TEXT SHOWN —
***

It's a way to specify that number has to be interpreted as a "float", not a "double" (which is the standard for C++ decimal numbers and uses up twice the memory).
This discussion could be of help:
http://www.cplusplus.com/forum/beginner/24483/
Quoted from http://msdn.microsoft.com/en-us/library/w9bk1wcy.aspx
A floating-point constant without an f, F, l, or L suffix has type
double. If the letter f or F is the suffix, the constant has type
float. If suffixed by the letter l or L, it has type long double. For
example:
200.00f is not a variable. It can't vary.
It's a compile-time constant, with float representation. The f signifies that it's a float.
By comparison, 200.00 would be interpreted as a double.
The C standard states that constant floats are doubles which promotes the operation to a double.
float a,b,c;
...
a = b+7.1; this is a double precision operation
...
a = b+7.1f; this is a single precision operation
...
c = 7.1; //double
a = b + c; //single all the way
The double precision requires more storage for the constant, plus a conversion from single to double for the variable operand, then a conversion from double to single to assign the result. With all the conversions going on if you are not in tune with how floating point works, rounding and such you might not get the result you were thinking you were going to get. The compiler may at some point in the path optimize some of this behavior out, making it either harder to understand the real problems and the fpu in the hardware might accept mixed mode operands, also hiding what is really going on.
It is not just a speed problem but also accuracy. There was a recent SO question, pretty much the same problem, why does this comparison work with one number and not another. Take the fraction 5/11ths for example 0.454545.... Lets say, hypothetically, you had base 10 fpu with single precision of 3 significant digits and a double of 6 significant digits.
float a = 0.45454545454;
...
if(a>0.4545454545) b=1;
...
well in our hypothetical system we can only store three digits into a, so a = .455 because we are using by default a round up rounding mode. but our comparision will be considered double because we didnt put the f at the end of the number. the double version is 0.454545. a is converted to a double which results in 0.455000, so:
if(0.455000>0.454545) b = 1;
0.455 is greater than 0.454545 so b would be a 1.
float a = 0.45454545454;
...

***

GOAL 1 —
Please decide whether each statement agrees with the float suffix thread. Answer yes or no and quote the thread's deciding words. (a) A floating-point constant with an l or L suffix has type long double. (b) The thread calls 200.00f a variable. (c) In the hypothetical base 10 system, a ends up stored as .455.
GOAL 2 —
Carry the float suffix thread forward from its last line.

DATA SECTION —
***

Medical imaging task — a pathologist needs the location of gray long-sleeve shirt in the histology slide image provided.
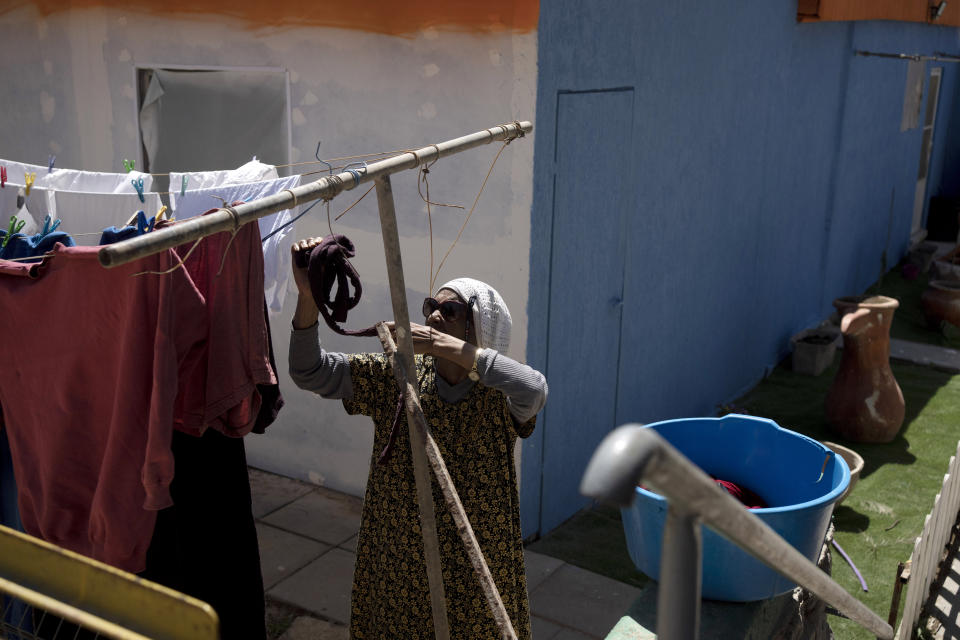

***

REPLY 1 —
(a) Yes: "If suffixed by the letter l or L, it has type long double."
(b) No: "200.00f is not a variable. It can't vary."
(c) Yes: "we can only store three digits into a, so a = .455"

REPLY 2 —
if(a>0.4545454545f) b=1;
...
so now the comparison is single precision so we are comparing 0.455 to 0.455 which is not greater, so b=1 does not happen.
When you write floating point constants that is base 10 decimal, the floating point numbers in the computer are base 2 and they dont always convert smoothly just like 5/11 would work just fine in base 11 but in base 10 you get an infinite repeating digit. 0.1 in decimal for example creates a repeating pattern in binary. Depending on where the mantissa cuts off the rounding can make that lsbit of the mantissa round up or not (also depends on the rounding mode you are using if the floating point format you are using even has rounding). Which of itself creates problems depending on how you use the variable as the comparison above shows.
For non-floating point the compiler usually saves you, but sometimes doesnt:
unsigned long long a;
...
a = ~3;
a = ~(3ULL);
...
Depending on the compiler and computer the two assignments can give you different results one MIGHT give you 0x00000000FFFFFFFC another MIGHT give 0xFFFFFFFFFFFFFFFC.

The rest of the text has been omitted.